> [Dataset rows]:

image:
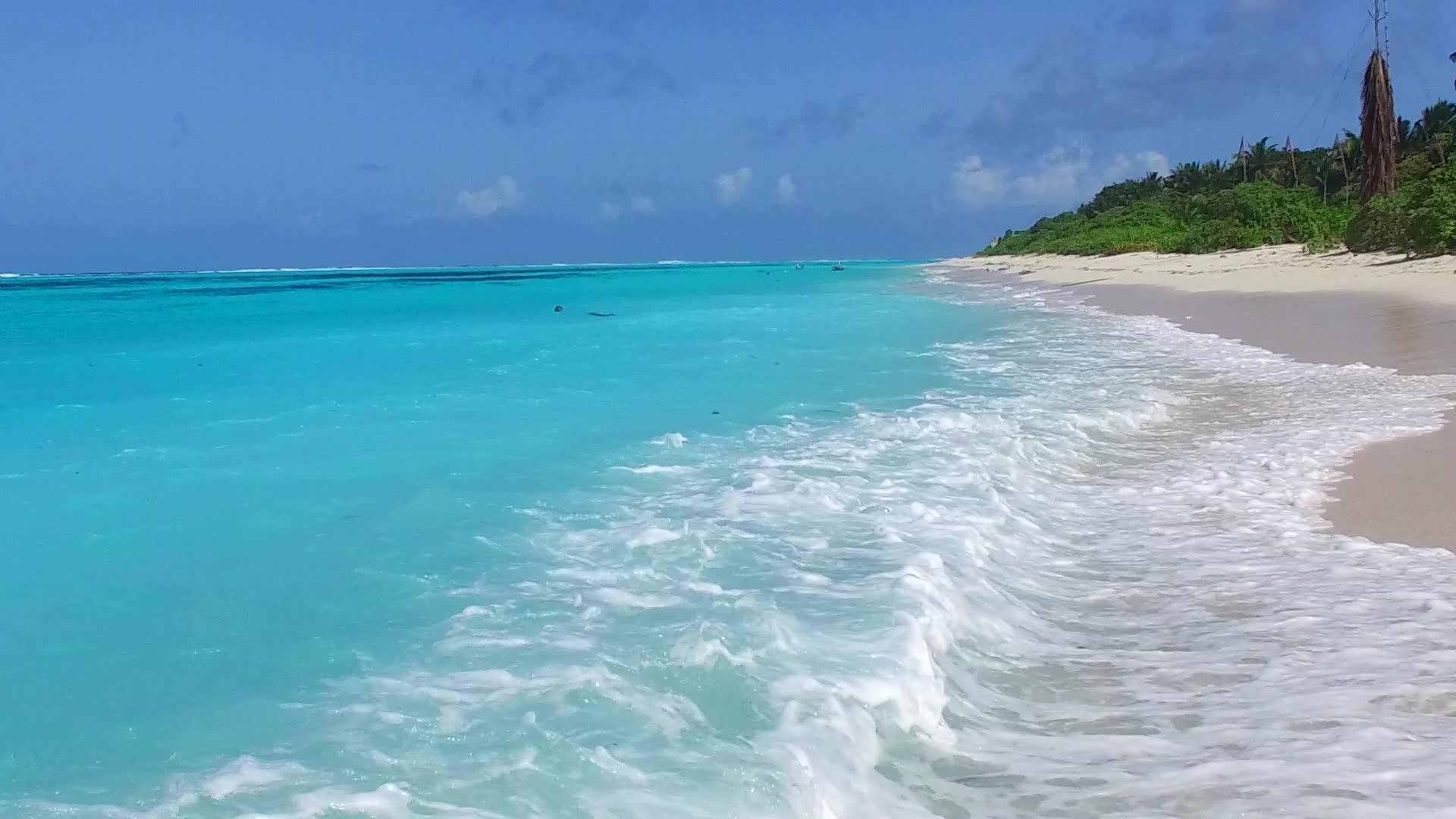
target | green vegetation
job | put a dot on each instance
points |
(1269, 196)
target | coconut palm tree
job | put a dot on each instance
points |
(1323, 165)
(1379, 133)
(1435, 121)
(1261, 159)
(1187, 178)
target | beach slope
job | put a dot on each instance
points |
(1334, 308)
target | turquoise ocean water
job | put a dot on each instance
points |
(755, 541)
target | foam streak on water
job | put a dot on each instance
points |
(1084, 576)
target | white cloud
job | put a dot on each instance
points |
(733, 186)
(504, 194)
(1060, 177)
(977, 186)
(1136, 167)
(637, 203)
(1063, 177)
(786, 191)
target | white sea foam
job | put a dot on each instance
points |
(1098, 586)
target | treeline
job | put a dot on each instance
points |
(1270, 196)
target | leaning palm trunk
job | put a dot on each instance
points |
(1378, 130)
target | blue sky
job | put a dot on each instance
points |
(182, 134)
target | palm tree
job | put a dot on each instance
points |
(1435, 121)
(1219, 175)
(1261, 159)
(1378, 130)
(1187, 178)
(1323, 165)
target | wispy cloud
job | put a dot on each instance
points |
(935, 126)
(181, 129)
(522, 93)
(819, 120)
(786, 191)
(733, 186)
(1152, 22)
(610, 17)
(1069, 86)
(1060, 178)
(634, 205)
(485, 203)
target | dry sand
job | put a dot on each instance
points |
(1338, 308)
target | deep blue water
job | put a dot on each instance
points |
(756, 542)
(223, 491)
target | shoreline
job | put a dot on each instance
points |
(1337, 309)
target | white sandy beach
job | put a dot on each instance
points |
(1334, 308)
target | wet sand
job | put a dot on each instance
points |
(1375, 311)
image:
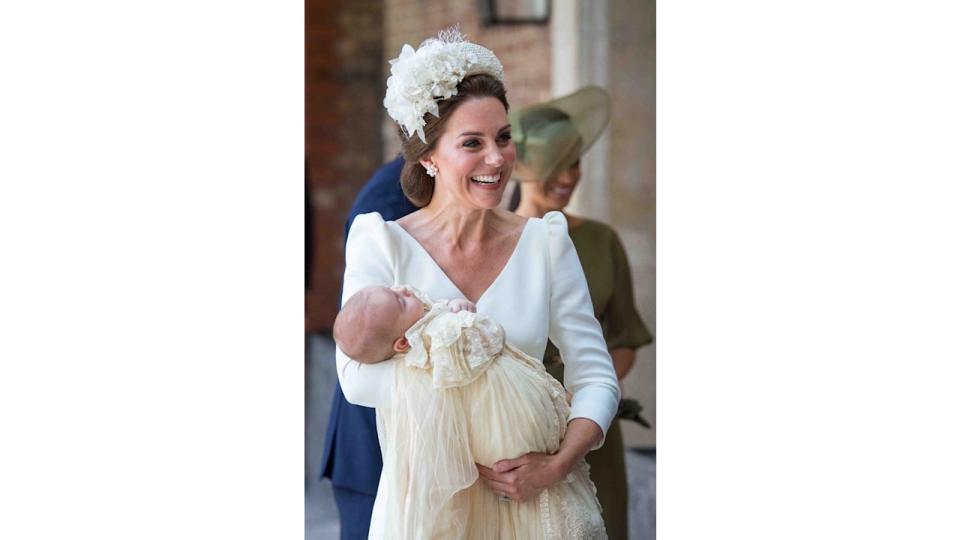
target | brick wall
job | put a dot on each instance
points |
(344, 91)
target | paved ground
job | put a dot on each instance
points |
(322, 522)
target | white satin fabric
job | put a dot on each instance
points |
(540, 293)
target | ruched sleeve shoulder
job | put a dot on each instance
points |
(588, 370)
(370, 260)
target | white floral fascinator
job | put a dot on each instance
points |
(421, 77)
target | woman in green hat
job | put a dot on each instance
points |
(550, 139)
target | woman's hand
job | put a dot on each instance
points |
(522, 478)
(528, 475)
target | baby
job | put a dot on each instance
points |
(372, 324)
(462, 396)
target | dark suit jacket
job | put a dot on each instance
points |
(351, 451)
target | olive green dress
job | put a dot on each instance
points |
(605, 264)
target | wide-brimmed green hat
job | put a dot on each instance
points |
(551, 136)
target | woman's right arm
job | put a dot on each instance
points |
(369, 261)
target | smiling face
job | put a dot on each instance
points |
(474, 156)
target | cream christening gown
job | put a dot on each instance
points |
(541, 292)
(463, 396)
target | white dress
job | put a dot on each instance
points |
(540, 293)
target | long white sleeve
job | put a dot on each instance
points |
(588, 367)
(369, 261)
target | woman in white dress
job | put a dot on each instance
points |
(449, 100)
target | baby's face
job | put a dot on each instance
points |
(401, 306)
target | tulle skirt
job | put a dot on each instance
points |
(433, 438)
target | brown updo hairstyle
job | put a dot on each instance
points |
(417, 186)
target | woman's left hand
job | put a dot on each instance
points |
(529, 474)
(521, 478)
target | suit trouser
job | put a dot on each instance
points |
(355, 509)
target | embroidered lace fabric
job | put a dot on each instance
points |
(463, 395)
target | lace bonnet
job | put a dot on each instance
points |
(419, 78)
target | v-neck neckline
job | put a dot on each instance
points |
(423, 250)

> [Your goal]:
Update every item by replacing "put a dot on each instance" with "mark every instance with a point", leaving all else unchanged, and omit the pictures from your answer.

> [Written response]:
image:
target | green vegetation
job | mark every instance with a point
points |
(1269, 196)
target | coconut palm tree
job | mark every instance with a point
points |
(1323, 165)
(1379, 133)
(1435, 121)
(1261, 159)
(1187, 178)
target | beach slope
job | mark every instance with a point
points |
(1334, 308)
target | turquoise ocean water
job | mark every instance with a point
points |
(755, 541)
target | foam streak on water
job | mark every instance with a point
points |
(1084, 576)
target | white cloud
job | mark every instance with a point
points |
(733, 186)
(504, 194)
(1060, 177)
(977, 186)
(1136, 167)
(637, 203)
(1063, 177)
(786, 191)
target | white sea foam
job | mark every instance with a point
points |
(1098, 586)
target | treeline
job | mark every instance with a point
points |
(1270, 196)
target | leaning palm trunk
job | mark every instance with a point
points |
(1378, 130)
target | blue sky
job | mark every instance with a point
points |
(182, 134)
target | palm tree
job | mark every instance with a point
points |
(1435, 121)
(1219, 175)
(1261, 159)
(1378, 130)
(1187, 178)
(1323, 165)
target | wispy cloud
job | mark every instance with a point
points |
(935, 126)
(181, 129)
(522, 93)
(819, 120)
(786, 191)
(733, 186)
(1152, 22)
(610, 17)
(1069, 86)
(1060, 178)
(634, 205)
(485, 203)
target | dry sand
job | mark every instance with a point
points |
(1338, 308)
target | deep blue water
job | mark every instance with a point
points |
(756, 542)
(223, 491)
target | shoreline
job | mark every instance with a point
points |
(1337, 309)
target | white sandy beach
job | mark every instance with a point
points |
(1334, 308)
target | wet sand
job | mark every instance with a point
points |
(1375, 311)
image:
target | brick wall
job | mark every instance with a point
points |
(344, 91)
target | paved ground
job | mark every instance with a point
points |
(322, 522)
target | white satin fabric
job | mark every instance with a point
points |
(540, 293)
target | ruched sleeve shoulder
job | mark every instance with a point
points |
(588, 370)
(370, 260)
target | white floral fascinator
job | mark every instance with a point
points |
(421, 77)
target | woman in green hat
job | mark every instance with a point
points |
(550, 139)
target | woman's hand
job | mark every instance with a point
points |
(522, 478)
(528, 475)
target | baby
job | mark every instance with a point
points |
(372, 324)
(462, 396)
target | dark suit jacket
job | mark every instance with a point
points |
(351, 451)
target | olive green dress
job | mark every instance with a point
points |
(605, 264)
target | wide-brimmed green hat
job | mark every instance with a point
points |
(551, 136)
target | woman's right arm
job | mark every instance with a point
points |
(369, 261)
target | smiling face
job | mark every instance with a point
points |
(474, 156)
target | cream christening gown
job | mark every instance with a point
points |
(541, 292)
(463, 396)
target | white dress
job | mark every instance with a point
points |
(540, 293)
target | long white sleeve
job | mark every instance with a point
points |
(588, 367)
(369, 261)
target | woman in white dress
job | mark every instance with a point
points |
(449, 100)
target | baby's face
job | mark every instance with a point
points |
(401, 306)
target | tulle skirt
job | mark every instance with a point
points |
(433, 438)
target | brown updo hairstyle
job | mark every instance with a point
points |
(417, 186)
target | woman's left hand
job | mark every instance with a point
points |
(529, 474)
(521, 478)
target | suit trouser
job | mark every instance with a point
points |
(355, 509)
target | embroidered lace fabric
job | mark every instance with a point
points |
(463, 395)
target | lace bonnet
job | mark every instance with a point
points |
(419, 78)
target | v-neck neckline
job | mark every instance with a point
points |
(423, 250)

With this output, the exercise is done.